Passage:
However for us, money isn’t neutral. It impacts prices relatively, and importantly functions as a store of value (backed by real savings) that has psychological underpinning based on expectations which is being transmitted on real time to the marketplace by virtue of price signal dynamics.

As Henry Hazlitt wrote in What You Should Know About Inflation, ``the value of money varies for basically the same reasons as the value of any commodity. Just as the value of a bushel of wheat depends not only on the total present supply of wheat but on the expected future supply and on the quality of the wheat, so the value of a dollar depends on a similar variety of considerations. The value of money, like the value of goods, is not determined by merely mechanical or physical relationships, but primarily by psychological factors which may often be complicated.”

Surging Food Prices As The Proverbial “Nail In The Coffin”

Well as the mainstream remains firmly in denial, the unfolding price surges continue across stock markets and the commodities sphere.

We will just wait until these significantly percolate into food prices from which should serve as the final “nail in the coffin” see figure 5.

Figure 5: Economist: Food Prices Creeping Up!

In addition to the creeping food prices above, last week saw White Sugar rose to a 3 year high in London and soybeans notched its third weekly gain.

Provided data:

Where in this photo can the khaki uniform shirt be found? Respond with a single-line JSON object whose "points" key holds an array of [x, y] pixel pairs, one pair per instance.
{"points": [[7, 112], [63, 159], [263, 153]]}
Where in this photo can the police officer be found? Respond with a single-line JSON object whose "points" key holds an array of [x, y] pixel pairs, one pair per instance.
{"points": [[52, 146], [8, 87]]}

Problems and tasks:
1. In the inflation passage, condense the paragraph beginning "However for us, money isn’t neutral" into a short list that keeps its main points.
2. Extend the inflation passage by a few sentences, picking up after its final sentence.

Expected responses:
1.
- Money is not neutral.
- It affects prices relative to one another.
- It serves as a store of value backed by real savings.
- Its value rests on psychological expectations.
- Those expectations reach the marketplace in real time through price signals.

2.
In other words, the broadening of gains seen in commodity prices has now filtered into food. This reinforces our view that monetary forces are becoming “sticky” and that the price inflation has been accelerating.

Since food prices are even more politically sensitive than oil or energy, rising prices will consequently mean a global public outcry that risks political destabilization in some parts of the world. Again this initially will be blamed on “speculators” than on governments, until inflation gets really out of whack.

We expect the 2007 episode to dwarf and function as a prologue to the forthcoming food crisis that could be expected to erupt in several parts of the world as discussed in Four Reasons Why ‘Fear’ In Gold Prices Is A Fallacy.

Finally, the growing incidence of public discontent on high food prices will eventually lead the mainstream ideologues and deflationists to capitulate.

But that would be a great time to talk about deflation.